PROVIDED RECORDS:
========================================
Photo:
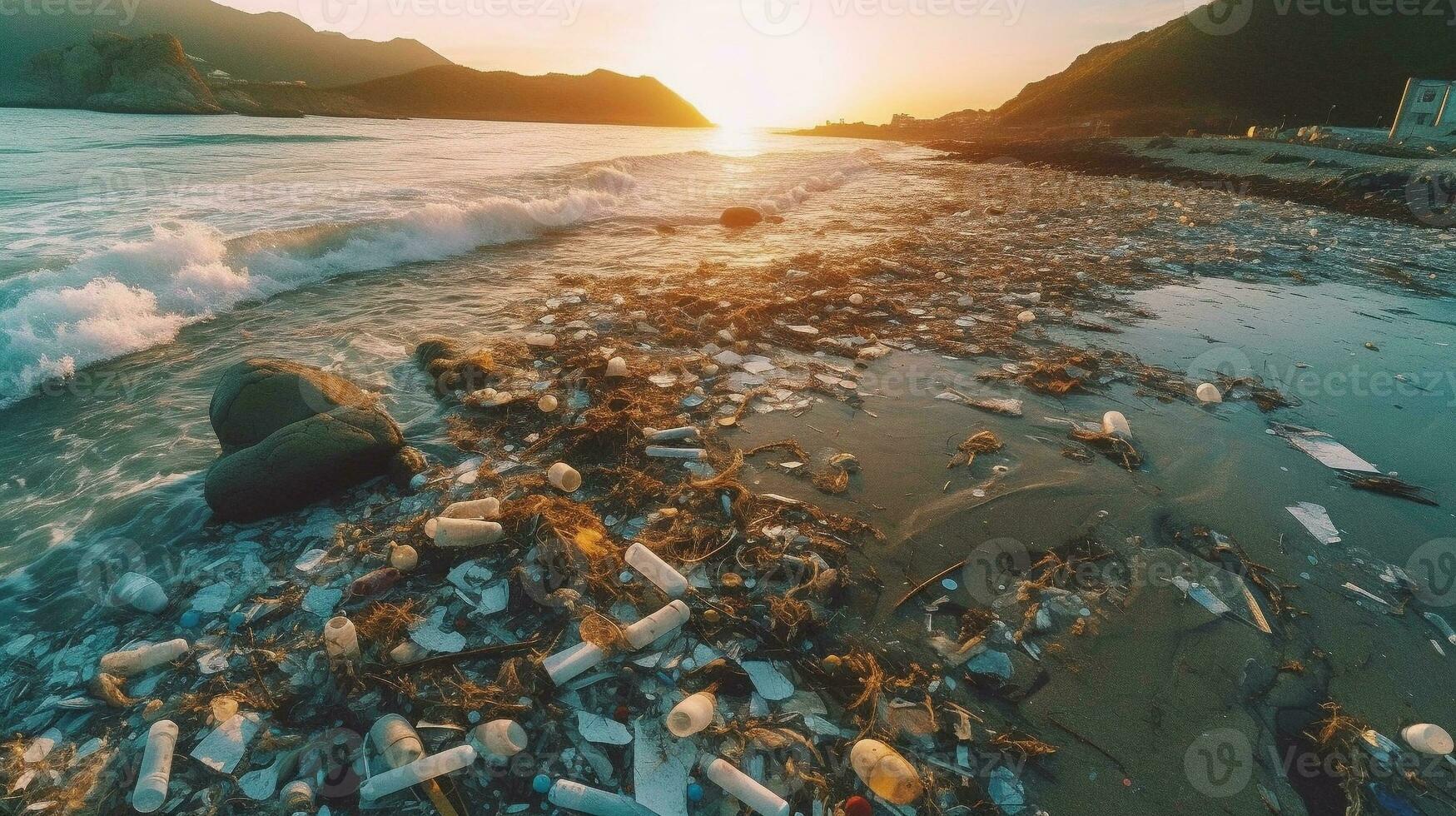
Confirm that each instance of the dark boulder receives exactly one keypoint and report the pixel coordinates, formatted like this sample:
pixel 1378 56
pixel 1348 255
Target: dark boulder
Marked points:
pixel 293 435
pixel 301 462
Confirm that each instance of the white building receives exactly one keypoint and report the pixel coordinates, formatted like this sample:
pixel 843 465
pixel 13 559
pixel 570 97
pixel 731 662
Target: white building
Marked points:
pixel 1427 110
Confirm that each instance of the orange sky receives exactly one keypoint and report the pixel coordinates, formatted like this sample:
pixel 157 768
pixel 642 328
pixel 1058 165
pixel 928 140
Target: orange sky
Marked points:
pixel 763 62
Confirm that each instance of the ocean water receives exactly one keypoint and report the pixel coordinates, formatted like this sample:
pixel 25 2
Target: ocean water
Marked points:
pixel 142 256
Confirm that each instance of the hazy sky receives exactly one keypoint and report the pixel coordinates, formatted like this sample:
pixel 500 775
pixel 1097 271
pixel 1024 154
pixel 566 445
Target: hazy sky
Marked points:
pixel 763 62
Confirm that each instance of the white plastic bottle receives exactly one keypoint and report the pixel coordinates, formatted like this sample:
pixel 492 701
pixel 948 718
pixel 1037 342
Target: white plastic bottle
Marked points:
pixel 157 767
pixel 655 570
pixel 886 773
pixel 484 509
pixel 396 740
pixel 571 662
pixel 564 477
pixel 692 714
pixel 418 771
pixel 744 787
pixel 499 738
pixel 139 592
pixel 575 796
pixel 657 624
pixel 464 532
pixel 143 658
pixel 1116 425
pixel 341 640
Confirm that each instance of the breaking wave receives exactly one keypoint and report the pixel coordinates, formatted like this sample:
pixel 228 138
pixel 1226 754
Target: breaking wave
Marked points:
pixel 142 293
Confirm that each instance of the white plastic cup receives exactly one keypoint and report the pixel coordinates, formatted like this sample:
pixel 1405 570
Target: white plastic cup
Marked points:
pixel 744 787
pixel 655 570
pixel 297 796
pixel 657 624
pixel 485 509
pixel 571 662
pixel 501 738
pixel 575 796
pixel 1427 739
pixel 692 714
pixel 886 773
pixel 157 767
pixel 396 740
pixel 418 771
pixel 1116 425
pixel 455 534
pixel 341 640
pixel 564 477
pixel 139 592
pixel 143 658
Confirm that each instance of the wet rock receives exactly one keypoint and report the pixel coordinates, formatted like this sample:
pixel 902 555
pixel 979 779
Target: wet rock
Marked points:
pixel 405 465
pixel 262 396
pixel 303 462
pixel 740 217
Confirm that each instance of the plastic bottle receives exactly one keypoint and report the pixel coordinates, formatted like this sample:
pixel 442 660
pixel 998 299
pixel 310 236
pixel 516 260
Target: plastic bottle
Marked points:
pixel 139 592
pixel 672 435
pixel 484 509
pixel 297 796
pixel 657 624
pixel 157 767
pixel 499 738
pixel 692 714
pixel 564 477
pixel 575 796
pixel 341 641
pixel 1116 425
pixel 886 773
pixel 743 787
pixel 661 452
pixel 464 532
pixel 571 662
pixel 1427 739
pixel 418 771
pixel 404 557
pixel 396 740
pixel 143 658
pixel 655 570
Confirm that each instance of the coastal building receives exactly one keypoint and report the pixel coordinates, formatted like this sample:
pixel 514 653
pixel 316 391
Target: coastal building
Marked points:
pixel 1427 110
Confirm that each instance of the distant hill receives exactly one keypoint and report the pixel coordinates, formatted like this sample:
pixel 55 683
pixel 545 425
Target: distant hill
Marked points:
pixel 456 92
pixel 1265 62
pixel 110 72
pixel 266 47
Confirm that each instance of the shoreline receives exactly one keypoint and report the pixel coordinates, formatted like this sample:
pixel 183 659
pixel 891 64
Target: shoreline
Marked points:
pixel 900 357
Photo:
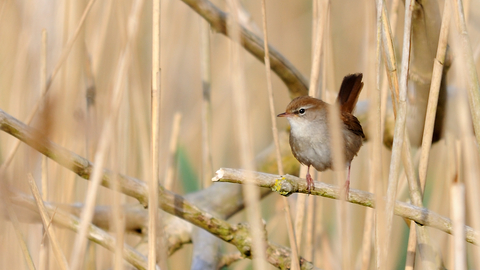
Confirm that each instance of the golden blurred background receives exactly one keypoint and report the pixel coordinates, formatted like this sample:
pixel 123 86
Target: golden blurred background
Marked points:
pixel 79 102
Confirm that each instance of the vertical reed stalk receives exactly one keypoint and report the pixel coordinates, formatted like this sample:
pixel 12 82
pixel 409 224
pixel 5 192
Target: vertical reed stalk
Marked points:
pixel 153 231
pixel 286 206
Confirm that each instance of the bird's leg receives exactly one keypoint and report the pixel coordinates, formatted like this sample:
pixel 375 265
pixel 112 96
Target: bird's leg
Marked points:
pixel 310 184
pixel 347 183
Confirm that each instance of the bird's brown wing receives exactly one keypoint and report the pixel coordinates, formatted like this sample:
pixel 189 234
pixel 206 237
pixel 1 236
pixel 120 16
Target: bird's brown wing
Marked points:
pixel 353 124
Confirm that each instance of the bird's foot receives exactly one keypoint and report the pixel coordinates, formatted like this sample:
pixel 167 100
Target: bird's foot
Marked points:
pixel 347 189
pixel 310 184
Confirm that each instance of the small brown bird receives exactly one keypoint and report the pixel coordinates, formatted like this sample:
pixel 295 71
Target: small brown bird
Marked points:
pixel 310 135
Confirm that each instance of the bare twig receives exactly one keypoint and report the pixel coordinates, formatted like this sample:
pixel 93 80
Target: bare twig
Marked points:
pixel 170 202
pixel 288 184
pixel 294 80
pixel 46 219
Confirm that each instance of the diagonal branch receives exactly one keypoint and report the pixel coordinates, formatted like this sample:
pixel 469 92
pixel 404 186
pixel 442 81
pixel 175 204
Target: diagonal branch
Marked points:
pixel 288 184
pixel 238 235
pixel 296 83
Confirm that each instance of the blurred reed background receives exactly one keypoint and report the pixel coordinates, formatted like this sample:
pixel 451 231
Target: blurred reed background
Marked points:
pixel 79 102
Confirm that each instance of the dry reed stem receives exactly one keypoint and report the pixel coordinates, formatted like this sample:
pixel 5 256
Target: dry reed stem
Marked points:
pixel 117 213
pixel 390 58
pixel 470 157
pixel 458 219
pixel 104 143
pixel 250 192
pixel 433 96
pixel 472 77
pixel 318 27
pixel 469 162
pixel 399 132
pixel 62 262
pixel 177 118
pixel 207 163
pixel 168 201
pixel 16 227
pixel 48 83
pixel 428 255
pixel 317 49
pixel 286 206
pixel 288 184
pixel 336 138
pixel 376 146
pixel 153 231
pixel 95 234
pixel 43 260
pixel 294 80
========================================
REQUIREMENT: Starting from the first line of the items above, copy out every line word for word, ending with the line that contains "pixel 301 462". Omit the pictures from your answer.

TASK RESPONSE:
Photo:
Confirm that each instance of the dark boulder receives exactly one keypoint and report the pixel coordinates, formatted like this sample:
pixel 1378 56
pixel 1348 255
Target: dark boulder
Marked points:
pixel 293 435
pixel 301 462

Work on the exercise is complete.